**Written exercise**: Reproduce the entire listing word for word.

**Records**:
********************

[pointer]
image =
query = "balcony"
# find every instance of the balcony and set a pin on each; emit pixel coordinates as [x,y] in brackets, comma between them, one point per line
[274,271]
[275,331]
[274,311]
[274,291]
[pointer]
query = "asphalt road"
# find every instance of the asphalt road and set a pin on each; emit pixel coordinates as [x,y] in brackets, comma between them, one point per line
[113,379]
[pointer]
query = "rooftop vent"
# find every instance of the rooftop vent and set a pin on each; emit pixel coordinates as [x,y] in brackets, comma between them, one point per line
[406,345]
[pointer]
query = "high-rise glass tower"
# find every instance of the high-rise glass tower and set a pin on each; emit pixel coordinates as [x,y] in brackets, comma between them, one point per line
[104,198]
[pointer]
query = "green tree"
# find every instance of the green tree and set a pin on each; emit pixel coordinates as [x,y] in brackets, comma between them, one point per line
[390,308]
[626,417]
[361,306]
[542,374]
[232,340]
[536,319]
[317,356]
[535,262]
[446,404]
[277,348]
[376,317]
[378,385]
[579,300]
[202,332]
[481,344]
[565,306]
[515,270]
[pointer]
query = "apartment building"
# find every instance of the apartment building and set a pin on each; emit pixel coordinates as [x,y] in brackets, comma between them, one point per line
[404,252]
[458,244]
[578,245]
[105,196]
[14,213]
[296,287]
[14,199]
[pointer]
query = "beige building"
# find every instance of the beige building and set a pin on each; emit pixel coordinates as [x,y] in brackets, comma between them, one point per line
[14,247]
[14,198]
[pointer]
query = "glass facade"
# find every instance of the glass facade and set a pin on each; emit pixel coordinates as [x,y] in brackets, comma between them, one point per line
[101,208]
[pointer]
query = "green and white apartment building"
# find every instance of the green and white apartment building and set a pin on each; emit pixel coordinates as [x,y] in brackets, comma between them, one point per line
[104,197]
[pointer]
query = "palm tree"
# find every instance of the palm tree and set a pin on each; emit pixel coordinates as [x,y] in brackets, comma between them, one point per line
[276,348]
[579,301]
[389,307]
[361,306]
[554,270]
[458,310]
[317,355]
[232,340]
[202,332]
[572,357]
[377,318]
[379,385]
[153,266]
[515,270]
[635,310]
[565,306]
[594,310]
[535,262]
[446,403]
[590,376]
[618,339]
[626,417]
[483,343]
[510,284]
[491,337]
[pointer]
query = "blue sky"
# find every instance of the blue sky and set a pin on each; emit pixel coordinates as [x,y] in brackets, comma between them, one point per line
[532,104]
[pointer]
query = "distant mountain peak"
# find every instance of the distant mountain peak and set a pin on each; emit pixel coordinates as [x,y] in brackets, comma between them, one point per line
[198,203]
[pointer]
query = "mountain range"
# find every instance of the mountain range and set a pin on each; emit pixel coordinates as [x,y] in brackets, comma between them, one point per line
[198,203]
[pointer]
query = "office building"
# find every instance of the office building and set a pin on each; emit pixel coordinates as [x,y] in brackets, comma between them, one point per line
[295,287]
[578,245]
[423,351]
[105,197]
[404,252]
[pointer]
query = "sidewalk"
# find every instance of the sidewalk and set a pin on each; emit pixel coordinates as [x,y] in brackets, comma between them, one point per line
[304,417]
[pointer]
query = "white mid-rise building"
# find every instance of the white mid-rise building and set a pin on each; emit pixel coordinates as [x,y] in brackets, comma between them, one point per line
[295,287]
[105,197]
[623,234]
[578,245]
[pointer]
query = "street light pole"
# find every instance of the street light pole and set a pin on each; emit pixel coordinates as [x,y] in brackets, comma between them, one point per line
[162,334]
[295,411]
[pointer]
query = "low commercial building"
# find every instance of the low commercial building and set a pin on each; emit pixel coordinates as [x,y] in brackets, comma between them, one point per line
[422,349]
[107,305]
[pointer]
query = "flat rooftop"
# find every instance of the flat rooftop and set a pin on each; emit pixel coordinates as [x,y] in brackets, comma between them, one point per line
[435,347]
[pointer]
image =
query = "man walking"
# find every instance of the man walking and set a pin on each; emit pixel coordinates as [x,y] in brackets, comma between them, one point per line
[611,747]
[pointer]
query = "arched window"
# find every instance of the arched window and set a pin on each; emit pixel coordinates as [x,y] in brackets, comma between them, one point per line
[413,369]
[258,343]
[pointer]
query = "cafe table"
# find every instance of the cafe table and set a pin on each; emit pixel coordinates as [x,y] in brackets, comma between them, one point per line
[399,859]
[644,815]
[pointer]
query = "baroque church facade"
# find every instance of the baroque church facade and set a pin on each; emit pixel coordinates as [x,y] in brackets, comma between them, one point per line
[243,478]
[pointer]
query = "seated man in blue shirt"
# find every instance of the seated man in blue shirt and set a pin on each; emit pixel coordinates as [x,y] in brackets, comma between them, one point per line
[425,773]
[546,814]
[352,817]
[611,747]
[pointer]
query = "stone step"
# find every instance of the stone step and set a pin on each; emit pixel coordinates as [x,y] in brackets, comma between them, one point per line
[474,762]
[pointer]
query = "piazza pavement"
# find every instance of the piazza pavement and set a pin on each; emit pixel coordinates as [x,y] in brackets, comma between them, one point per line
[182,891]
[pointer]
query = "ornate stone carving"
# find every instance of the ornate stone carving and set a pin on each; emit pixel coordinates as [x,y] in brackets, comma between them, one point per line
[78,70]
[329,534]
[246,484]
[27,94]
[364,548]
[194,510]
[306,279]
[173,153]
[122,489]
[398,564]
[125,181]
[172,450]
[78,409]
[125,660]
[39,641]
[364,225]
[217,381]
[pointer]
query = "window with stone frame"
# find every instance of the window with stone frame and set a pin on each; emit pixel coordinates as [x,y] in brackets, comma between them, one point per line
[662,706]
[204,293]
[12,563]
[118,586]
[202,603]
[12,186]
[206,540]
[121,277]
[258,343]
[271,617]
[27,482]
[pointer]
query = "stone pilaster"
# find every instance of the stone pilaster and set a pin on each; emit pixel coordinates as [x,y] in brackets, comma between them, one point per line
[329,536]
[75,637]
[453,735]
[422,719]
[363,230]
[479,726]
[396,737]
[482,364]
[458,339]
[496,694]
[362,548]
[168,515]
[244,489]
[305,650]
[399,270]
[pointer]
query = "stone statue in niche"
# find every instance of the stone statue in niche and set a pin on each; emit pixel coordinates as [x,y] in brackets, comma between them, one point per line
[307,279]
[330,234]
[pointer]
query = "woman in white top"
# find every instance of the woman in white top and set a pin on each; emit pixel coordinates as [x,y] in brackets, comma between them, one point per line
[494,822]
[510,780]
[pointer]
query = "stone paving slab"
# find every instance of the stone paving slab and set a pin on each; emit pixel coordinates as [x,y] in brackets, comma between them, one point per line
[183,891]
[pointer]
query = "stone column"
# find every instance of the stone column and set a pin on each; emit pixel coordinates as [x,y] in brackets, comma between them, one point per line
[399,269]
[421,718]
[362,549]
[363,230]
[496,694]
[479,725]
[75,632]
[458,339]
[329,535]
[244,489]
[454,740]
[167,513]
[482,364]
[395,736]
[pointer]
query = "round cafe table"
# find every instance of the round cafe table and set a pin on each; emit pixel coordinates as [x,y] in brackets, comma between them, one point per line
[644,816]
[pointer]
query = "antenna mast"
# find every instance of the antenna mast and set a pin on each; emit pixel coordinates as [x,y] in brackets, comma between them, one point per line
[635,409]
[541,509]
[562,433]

********************

**Solution**:
[pointer]
image =
query = "balcony"
# find every instance of the balcony and set a pin on each; emit pixel coordinates as [x,y] in brackets, comma between them, one point per line
[274,271]
[275,331]
[274,311]
[274,291]
[pointer]
query = "asphalt road"
# find every instance of the asphalt road and set a pin on each; emit pixel coordinates as [x,y] in brackets, comma between them, one point per line
[113,379]
[pointer]
query = "rooftop vent"
# find every instance of the rooftop vent and set a pin on each; emit pixel coordinates as [x,y] in brackets, comma between them, one point per line
[406,345]
[pointer]
query = "high-rise glass tower"
# find every instance of the high-rise glass tower and set a pin on each; emit pixel coordinates as [x,y] in brackets, comma between them, one point per line
[104,198]
[pointer]
query = "green tree"
# find every instance of the green tree and set a pin on each; emit pixel coordinates as [x,y] in brackets, comma between them, one point per line
[390,308]
[626,417]
[361,306]
[542,374]
[232,340]
[536,319]
[317,356]
[535,262]
[446,404]
[277,348]
[376,317]
[378,385]
[579,300]
[202,332]
[481,344]
[565,306]
[515,270]
[pointer]
query = "apartment building"
# find every instance of the apartment building and set a pin on each; emit pixel coordinates as [x,y] in brackets, comma between them, one point per line
[404,252]
[458,244]
[578,245]
[105,196]
[14,213]
[296,287]
[14,199]
[pointer]
query = "beige building"
# find every instance of the beige building and set a pin on each; emit pixel coordinates as [x,y] in brackets, comma between them, one point per line
[14,247]
[14,198]
[pointer]
query = "glass facade"
# find every instance of the glass facade and set a pin on each; emit pixel coordinates as [x,y] in brackets, comma between them, one point per line
[101,208]
[pointer]
query = "green and white apartment building"
# find every instance of the green and white apartment building and set a pin on each; emit pixel coordinates as [x,y] in brackets, comma between them, one point per line
[104,197]
[pointer]
query = "palm tree"
# find every instance of the palm tree and set a pin on each; emit pixel coordinates as [x,y] in brackets, comma between them, one point per line
[276,348]
[579,301]
[389,307]
[361,306]
[554,270]
[458,310]
[317,355]
[232,340]
[202,332]
[572,357]
[377,318]
[379,385]
[153,266]
[515,270]
[635,310]
[565,306]
[594,310]
[535,262]
[446,403]
[590,376]
[618,339]
[626,417]
[483,343]
[510,284]
[491,337]
[pointer]
query = "blue sky"
# find every instance of the blue sky and set a pin on each; emit pixel coordinates as [x,y] in brackets, comma between them, one point per line
[532,104]
[pointer]
query = "distant mountain peak"
# find every instance of the distant mountain peak and set a pin on each; emit pixel coordinates as [x,y] in brackets, comma between them, one point per line
[198,203]
[pointer]
query = "mountain range"
# find every instance of the mountain range and set a pin on each; emit pixel coordinates as [x,y] in brackets, comma between them, one point per line
[198,203]
[pointer]
query = "office building"
# find every instance of the office building and set a pin on each; emit pixel coordinates as [x,y] in brackets, comma between them, one point per line
[295,287]
[578,245]
[423,351]
[105,197]
[404,252]
[pointer]
query = "sidewalk"
# find every instance of the sidewalk and set a pin on each; emit pixel coordinates as [x,y] in brackets, comma between them, one point per line
[304,417]
[pointer]
query = "white mid-rise building"
# find every instance of the white mid-rise building and set a pin on each; emit pixel coordinates as [x,y] in brackets, comma between them, one point per line
[295,287]
[105,197]
[623,234]
[578,245]
[pointer]
query = "street light pole"
# find every instance of the street light pole and set a pin on each; emit pixel coordinates as [x,y] in brackets, comma between them, one point per line
[162,334]
[295,411]
[pointer]
query = "low commercial building"
# find every instance of the low commercial building and set a pin on each; emit pixel coordinates as [x,y] in brackets, comma between them, one point per line
[422,349]
[107,305]
[pointer]
query = "flat rooftop"
# find every instance of the flat rooftop and set a pin on each; emit pixel coordinates as [x,y] in brackets, comma between them, one point per line
[435,347]
[pointer]
image =
query = "man walking"
# find every instance of the man walking and set a pin on each; emit pixel coordinates as [x,y] in brackets, comma between them, one point per line
[611,747]
[pointer]
query = "arched window"
# find every instance of the arched window and set a pin on each; emit pixel coordinates as [x,y] in brackets, comma between them, one point per line
[413,369]
[258,343]
[pointer]
query = "cafe table"
# find every instance of the cafe table and set a pin on each; emit pixel coordinates as [x,y] in brackets, comma between them, one point per line
[399,859]
[644,815]
[pointer]
query = "baroque church facade"
# find every instance of the baroque church facade and set a pin on each; emit pixel coordinates as [x,y] in brackets, comma between them, one point per line
[243,478]
[pointer]
query = "seated man in blue shirt"
# find every instance of the seated man in blue shirt and set a pin on each; emit pixel coordinates as [x,y] in brackets, comma between them, one point per line
[425,773]
[546,814]
[352,817]
[611,747]
[pointer]
query = "stone step"
# find every instance of the stone step and set a pin on each; emit pixel coordinates as [x,y] in brackets, comma between them, one point per line
[474,762]
[pointer]
query = "piazza pavement"
# find every instance of the piazza pavement and set a pin on each; emit pixel coordinates as [x,y] in brackets, comma between them, one point per line
[182,891]
[pointer]
query = "ornate stone carving"
# find every instance of the ornate stone carving and set a pin on each; emit pixel coordinates as [x,y] in brackets, comma between them, one point per line
[78,70]
[329,534]
[246,484]
[27,94]
[364,548]
[194,510]
[306,279]
[173,153]
[122,489]
[398,564]
[125,181]
[172,450]
[78,409]
[125,660]
[39,641]
[364,225]
[217,381]
[pointer]
query = "window with stone frame"
# find every instance of the window with stone frame and set a pin on each; emit pixel coordinates as [x,y] in brackets, comma between them, one point per line
[662,706]
[204,293]
[12,563]
[118,586]
[202,603]
[12,186]
[206,540]
[121,277]
[258,343]
[271,617]
[27,482]
[pointer]
query = "stone pilaster"
# find every instance of the stone pilaster and set a pin on each; emit pixel coordinates as [x,y] in brackets, comma between them, one point per line
[329,536]
[75,637]
[453,735]
[422,719]
[363,230]
[479,726]
[396,737]
[482,364]
[458,339]
[496,694]
[362,548]
[168,515]
[244,489]
[305,650]
[399,270]
[pointer]
query = "stone statue in niche"
# find every instance of the stone statue in niche and set a pin on each; emit pixel coordinates as [x,y] in brackets, comma between them, one point per line
[307,279]
[330,234]
[pointer]
query = "woman in white top"
# find every instance of the woman in white top and set a pin on each; emit pixel coordinates as [x,y] in brackets, comma between them, one point per line
[494,822]
[510,780]
[pointer]
query = "stone paving slab"
# find every instance of the stone paving slab and set a pin on each; emit pixel coordinates as [x,y] in brackets, comma between them, one point per line
[183,891]
[pointer]
query = "stone column"
# find every instance of the stone column and set a pin on each; emit pixel coordinates as [x,y] in brackets, comma between them, one point per line
[399,269]
[421,718]
[362,549]
[363,230]
[496,694]
[479,725]
[75,632]
[458,339]
[329,535]
[244,489]
[454,740]
[167,513]
[482,364]
[395,736]
[pointer]
query = "round cafe table"
# find every instance of the round cafe table and set a pin on each; emit pixel coordinates as [x,y] in brackets, comma between them, one point per line
[644,816]
[pointer]
query = "antenna mast"
# find every instance of the antenna mast and set a pin on each; emit pixel coordinates as [x,y] in brackets, comma between them, one point per line
[635,409]
[541,509]
[562,433]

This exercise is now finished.